### [EXERCISE MATERIAL]
______
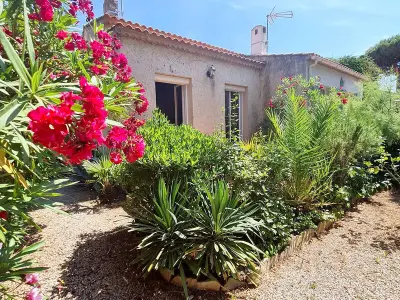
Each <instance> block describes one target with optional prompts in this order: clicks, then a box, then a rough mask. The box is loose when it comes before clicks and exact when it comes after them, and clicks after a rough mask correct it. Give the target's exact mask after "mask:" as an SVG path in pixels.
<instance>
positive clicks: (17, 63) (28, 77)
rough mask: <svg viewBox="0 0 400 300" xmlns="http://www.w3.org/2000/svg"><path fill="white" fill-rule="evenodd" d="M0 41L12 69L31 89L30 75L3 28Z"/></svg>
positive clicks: (21, 79)
mask: <svg viewBox="0 0 400 300" xmlns="http://www.w3.org/2000/svg"><path fill="white" fill-rule="evenodd" d="M0 43H1V45H2V46H3V48H4V51H5V52H6V54H7V56H8V59H9V60H10V62H11V64H12V65H13V66H14V69H15V71H16V72H17V73H18V75H19V77H20V79H21V80H22V81H23V82H24V83H25V84H26V86H27V87H28V88H29V90H31V86H30V83H31V76H30V74H29V72H28V70H27V69H26V67H25V65H24V63H23V62H22V60H21V58H20V57H19V56H18V53H17V52H16V51H15V49H14V47H13V46H12V45H11V43H10V41H9V40H8V38H7V36H6V34H5V33H4V32H3V30H0Z"/></svg>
______
Every record above should be set down exactly, with the pictures left out.

### [TASK RESPONSE]
Each <instance> block describes one target with optional prompts in this order: clicks, then a box, then a rough mask. The box is loose when it comes before clicks and exact when it comes after them, and clicks after a rough mask correct it. Give the target's exact mask after "mask:" as an SVG path in pixels.
<instance>
positive clicks: (17, 63) (28, 77)
rough mask: <svg viewBox="0 0 400 300" xmlns="http://www.w3.org/2000/svg"><path fill="white" fill-rule="evenodd" d="M0 41L12 69L31 89L30 75L3 28Z"/></svg>
positive clicks: (21, 79)
mask: <svg viewBox="0 0 400 300" xmlns="http://www.w3.org/2000/svg"><path fill="white" fill-rule="evenodd" d="M0 43H1V45H2V46H3V48H4V51H5V52H6V54H7V56H8V59H9V60H10V62H11V64H12V65H13V66H14V69H15V71H16V72H17V73H18V75H19V77H20V79H21V80H22V81H23V82H24V83H25V84H26V86H27V87H28V88H29V90H31V86H30V83H31V76H30V74H29V72H28V70H27V69H26V67H25V65H24V63H23V62H22V60H21V58H20V57H19V56H18V53H17V52H16V51H15V49H14V47H13V46H12V45H11V43H10V41H9V40H8V38H7V36H6V34H5V33H4V32H3V30H0Z"/></svg>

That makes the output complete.